And a great bird will take its first flight upon the back of the great swan, filling the whole world with amazement, filling all records with its fame; and it will bring eternal glory to the nest where it was born. —Leonardo da Vinci—1452-1519
On Friday, September 21, 2012, many of us observed the Space Shuttle Endeavour which is named in honor of HMS Endeavour, the British warship which took James Cook on his first voyage of discovery in 1768.
The Endeavour made her last flight over Los Angeles and Orange County flying low at approximately 1,500 ft. in some instances. She flew directly over the Buena Park Lodge #2046 and we nearly missed it as we were tracking her flight on the television. People were amazed as Endeavour flew over their towns one last time. “She was so low, I thought I could reach out and touch her,” said one awestruck onlooker. It was a sight to behold, to see Endeavour riding high and atop the Boeing 747.
I could not help but think of the quote I read by Leonardo da Vinci of a great bird riding upon the back of a great swan. He certainly was a man of vision, and is still considered the greatest genius of history. It seemed appropriate to mention that this type of space flight had been envisioned by Leonardo da Vinci more than 500 years ago.
Leonardo da Vinci, 1452–1519, was an Italian Renaissance genius of all aspects. He was a painter, sculptor, architect, musician, scientist, mathematician, engineer, inventor, anatomist, geologist, cartographer, botanist, and writer.
He was born out of wedlock to a notary, Piero da Vinci, and a peasant woman, Caterina, at Vinci in the region of Florence. One day Leonardo’s father noticed that he was drawing, realized his obvious talent and took Leonardo to Florence where he began his studies with the renowned Florentine painter, Verrocchio. He crisscrossed the globe as he knew it then, Florence, Rome, Bologna, Venice and Milan. His final home was in France.
Leonardo was and is renowned primarily as a painter. Among his works, the Mona Lisa is the most famous and most parodied portrait and The Last Supper the most reproduced religious painting of all time. Leonardo’s drawing of the Vitruvian Man is also regarded as a cultural icon, being reproduced on items as varied as the euro, textbooks, calendars and T-shirts.
┄┄┄┄┄┄
* [What needs to be done] Repeat the Endeavour and da Vinci piece word for word from "I could not" to "botanist, and writer.".

Pointing dataset extracts:
┄┄┄┄┄┄
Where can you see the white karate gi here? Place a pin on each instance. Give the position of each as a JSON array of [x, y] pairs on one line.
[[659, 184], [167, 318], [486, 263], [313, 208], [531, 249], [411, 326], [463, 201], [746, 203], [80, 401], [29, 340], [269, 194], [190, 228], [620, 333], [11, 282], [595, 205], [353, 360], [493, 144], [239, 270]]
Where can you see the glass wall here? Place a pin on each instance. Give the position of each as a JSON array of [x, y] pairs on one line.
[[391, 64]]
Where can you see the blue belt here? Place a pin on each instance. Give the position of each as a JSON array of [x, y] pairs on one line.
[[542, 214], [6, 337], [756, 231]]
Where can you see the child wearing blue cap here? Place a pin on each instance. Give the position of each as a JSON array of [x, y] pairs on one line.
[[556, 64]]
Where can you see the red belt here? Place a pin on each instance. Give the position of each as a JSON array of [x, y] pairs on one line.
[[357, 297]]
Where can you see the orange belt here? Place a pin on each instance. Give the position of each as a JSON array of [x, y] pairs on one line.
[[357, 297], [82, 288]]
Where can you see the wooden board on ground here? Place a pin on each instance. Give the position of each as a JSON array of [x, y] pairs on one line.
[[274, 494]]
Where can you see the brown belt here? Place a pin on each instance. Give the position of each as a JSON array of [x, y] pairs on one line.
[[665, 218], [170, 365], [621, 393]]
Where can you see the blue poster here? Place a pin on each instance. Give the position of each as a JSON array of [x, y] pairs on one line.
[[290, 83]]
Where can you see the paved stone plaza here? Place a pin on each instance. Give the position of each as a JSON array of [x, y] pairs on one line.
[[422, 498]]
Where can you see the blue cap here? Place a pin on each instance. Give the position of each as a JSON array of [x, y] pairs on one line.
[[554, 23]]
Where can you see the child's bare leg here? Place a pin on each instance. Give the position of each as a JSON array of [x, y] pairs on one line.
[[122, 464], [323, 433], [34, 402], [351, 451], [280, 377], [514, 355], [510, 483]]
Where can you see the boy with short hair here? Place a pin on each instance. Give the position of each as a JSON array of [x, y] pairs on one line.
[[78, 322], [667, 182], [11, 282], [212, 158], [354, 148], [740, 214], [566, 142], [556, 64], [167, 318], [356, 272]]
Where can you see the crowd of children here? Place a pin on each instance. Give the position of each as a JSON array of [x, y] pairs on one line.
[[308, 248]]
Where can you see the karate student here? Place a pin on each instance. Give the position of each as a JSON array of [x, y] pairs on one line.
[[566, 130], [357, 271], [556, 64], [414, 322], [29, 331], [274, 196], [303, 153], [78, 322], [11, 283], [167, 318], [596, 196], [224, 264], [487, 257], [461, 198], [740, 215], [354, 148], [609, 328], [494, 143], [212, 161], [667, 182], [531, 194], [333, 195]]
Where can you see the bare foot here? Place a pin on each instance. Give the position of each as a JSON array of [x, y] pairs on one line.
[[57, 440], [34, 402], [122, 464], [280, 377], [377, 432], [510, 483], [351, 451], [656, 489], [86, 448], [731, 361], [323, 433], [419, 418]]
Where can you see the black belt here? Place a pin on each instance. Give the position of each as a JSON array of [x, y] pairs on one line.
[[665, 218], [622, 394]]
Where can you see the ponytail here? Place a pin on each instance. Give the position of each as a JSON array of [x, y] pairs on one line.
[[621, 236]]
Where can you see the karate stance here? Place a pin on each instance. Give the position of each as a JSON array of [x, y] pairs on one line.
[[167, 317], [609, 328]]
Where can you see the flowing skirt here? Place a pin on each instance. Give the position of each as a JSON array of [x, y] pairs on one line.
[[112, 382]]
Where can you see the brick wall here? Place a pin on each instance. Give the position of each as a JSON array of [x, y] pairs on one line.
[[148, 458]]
┄┄┄┄┄┄
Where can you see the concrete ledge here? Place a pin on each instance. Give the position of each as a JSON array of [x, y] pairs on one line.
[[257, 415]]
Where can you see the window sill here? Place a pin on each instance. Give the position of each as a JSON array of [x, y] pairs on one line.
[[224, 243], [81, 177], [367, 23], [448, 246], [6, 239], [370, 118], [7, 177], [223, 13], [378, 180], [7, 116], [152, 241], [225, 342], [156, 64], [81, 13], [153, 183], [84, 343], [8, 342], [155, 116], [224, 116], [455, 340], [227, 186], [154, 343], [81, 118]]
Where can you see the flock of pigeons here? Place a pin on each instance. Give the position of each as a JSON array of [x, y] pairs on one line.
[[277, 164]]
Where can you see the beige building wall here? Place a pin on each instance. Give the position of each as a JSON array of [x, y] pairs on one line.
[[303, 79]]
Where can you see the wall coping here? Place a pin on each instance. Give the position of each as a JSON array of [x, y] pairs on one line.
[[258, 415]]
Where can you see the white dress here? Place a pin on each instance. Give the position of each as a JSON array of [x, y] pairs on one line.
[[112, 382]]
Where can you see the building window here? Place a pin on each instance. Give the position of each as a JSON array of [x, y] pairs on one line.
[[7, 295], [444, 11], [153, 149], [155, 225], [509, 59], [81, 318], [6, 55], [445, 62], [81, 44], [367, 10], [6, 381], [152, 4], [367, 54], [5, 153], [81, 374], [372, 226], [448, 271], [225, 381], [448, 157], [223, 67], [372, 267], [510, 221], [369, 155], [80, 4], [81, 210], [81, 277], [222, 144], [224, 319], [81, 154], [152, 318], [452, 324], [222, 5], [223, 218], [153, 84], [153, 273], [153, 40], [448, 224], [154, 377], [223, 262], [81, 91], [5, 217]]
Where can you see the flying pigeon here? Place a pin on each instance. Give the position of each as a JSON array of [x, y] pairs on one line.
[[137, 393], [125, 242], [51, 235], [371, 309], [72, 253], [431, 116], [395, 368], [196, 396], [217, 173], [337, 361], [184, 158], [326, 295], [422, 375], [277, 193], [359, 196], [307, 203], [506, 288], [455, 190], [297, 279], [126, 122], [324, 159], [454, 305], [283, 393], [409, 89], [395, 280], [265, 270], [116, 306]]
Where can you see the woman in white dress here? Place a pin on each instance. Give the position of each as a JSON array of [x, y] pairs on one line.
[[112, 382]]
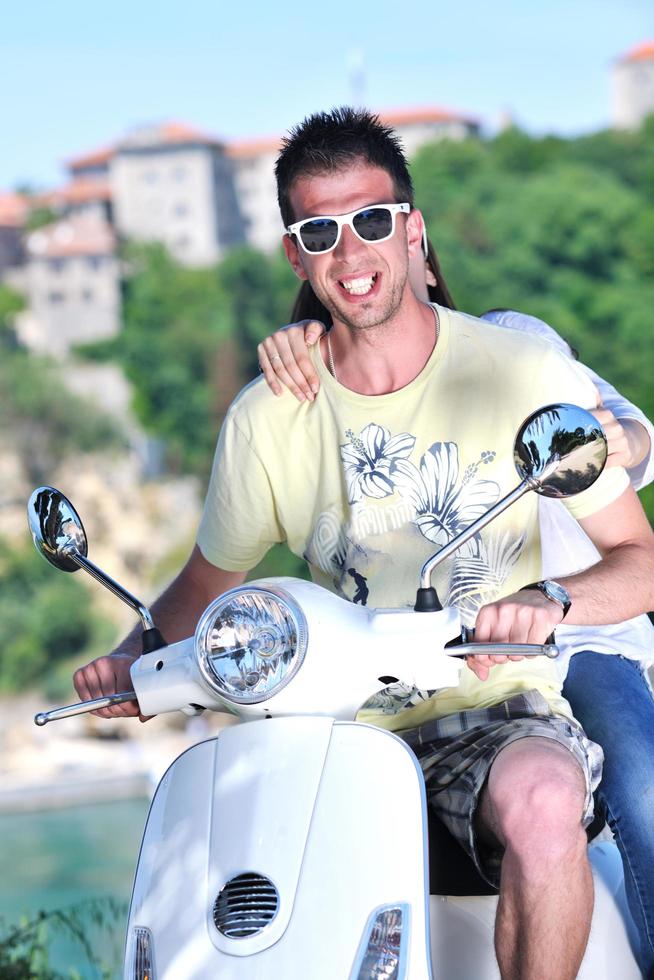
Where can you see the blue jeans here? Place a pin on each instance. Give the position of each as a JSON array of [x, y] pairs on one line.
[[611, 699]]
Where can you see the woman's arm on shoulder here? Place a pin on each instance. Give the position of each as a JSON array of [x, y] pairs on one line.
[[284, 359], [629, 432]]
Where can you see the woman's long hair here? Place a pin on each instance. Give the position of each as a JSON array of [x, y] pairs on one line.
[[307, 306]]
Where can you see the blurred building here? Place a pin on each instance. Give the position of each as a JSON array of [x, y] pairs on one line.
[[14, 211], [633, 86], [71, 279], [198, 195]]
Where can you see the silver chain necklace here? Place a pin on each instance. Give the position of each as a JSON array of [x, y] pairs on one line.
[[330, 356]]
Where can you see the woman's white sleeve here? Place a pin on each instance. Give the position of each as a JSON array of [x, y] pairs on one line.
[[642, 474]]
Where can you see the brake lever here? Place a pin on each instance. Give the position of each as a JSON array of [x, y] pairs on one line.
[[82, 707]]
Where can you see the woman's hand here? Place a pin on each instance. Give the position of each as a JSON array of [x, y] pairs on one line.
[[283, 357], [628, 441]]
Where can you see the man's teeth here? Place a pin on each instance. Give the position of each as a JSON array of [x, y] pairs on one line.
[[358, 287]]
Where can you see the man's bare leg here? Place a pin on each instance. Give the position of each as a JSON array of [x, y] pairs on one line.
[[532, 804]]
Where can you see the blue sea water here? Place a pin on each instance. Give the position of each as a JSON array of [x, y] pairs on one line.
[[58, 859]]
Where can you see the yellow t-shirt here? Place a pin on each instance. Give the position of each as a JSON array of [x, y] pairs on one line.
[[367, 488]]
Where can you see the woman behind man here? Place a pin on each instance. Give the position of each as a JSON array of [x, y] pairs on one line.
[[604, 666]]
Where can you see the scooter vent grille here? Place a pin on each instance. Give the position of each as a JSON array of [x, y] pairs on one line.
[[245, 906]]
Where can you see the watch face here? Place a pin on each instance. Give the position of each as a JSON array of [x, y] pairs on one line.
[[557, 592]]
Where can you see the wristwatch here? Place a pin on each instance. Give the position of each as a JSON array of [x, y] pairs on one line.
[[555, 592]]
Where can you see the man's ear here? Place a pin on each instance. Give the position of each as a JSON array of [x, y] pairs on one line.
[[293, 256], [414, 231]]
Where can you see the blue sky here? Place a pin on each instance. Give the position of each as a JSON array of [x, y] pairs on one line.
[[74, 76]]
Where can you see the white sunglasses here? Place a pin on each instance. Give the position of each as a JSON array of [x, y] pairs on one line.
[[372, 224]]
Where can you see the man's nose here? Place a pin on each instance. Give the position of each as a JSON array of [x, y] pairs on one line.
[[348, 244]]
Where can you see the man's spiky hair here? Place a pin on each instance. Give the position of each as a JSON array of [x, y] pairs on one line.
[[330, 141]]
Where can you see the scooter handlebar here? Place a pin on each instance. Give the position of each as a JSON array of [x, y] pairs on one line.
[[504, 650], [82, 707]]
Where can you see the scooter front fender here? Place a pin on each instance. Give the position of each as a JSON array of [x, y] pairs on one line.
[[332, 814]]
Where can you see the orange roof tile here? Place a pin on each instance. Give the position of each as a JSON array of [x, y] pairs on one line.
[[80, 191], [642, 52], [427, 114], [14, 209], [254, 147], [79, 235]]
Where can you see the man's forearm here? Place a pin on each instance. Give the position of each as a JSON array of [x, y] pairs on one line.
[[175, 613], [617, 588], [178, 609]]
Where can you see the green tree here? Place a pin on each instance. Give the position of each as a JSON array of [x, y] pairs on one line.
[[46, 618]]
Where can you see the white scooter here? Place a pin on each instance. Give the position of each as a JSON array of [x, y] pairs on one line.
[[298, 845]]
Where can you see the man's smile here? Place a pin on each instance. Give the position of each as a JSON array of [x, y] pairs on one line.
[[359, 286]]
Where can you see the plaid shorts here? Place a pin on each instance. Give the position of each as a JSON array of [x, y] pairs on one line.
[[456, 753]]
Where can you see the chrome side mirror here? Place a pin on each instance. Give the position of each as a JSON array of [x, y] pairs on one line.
┄┄┄┄┄┄
* [Solved problem]
I could not help but think of the quote I read by Leonardo da Vinci of a great bird riding upon the back of a great swan. He certainly was a man of vision, and is still considered the greatest genius of history. It seemed appropriate to mention that this type of space flight had been envisioned by Leonardo da Vinci more than 500 years ago.
Leonardo da Vinci, 1452–1519, was an Italian Renaissance genius of all aspects. He was a painter, sculptor, architect, musician, scientist, mathematician, engineer, inventor, anatomist, geologist, cartographer, botanist, and writer.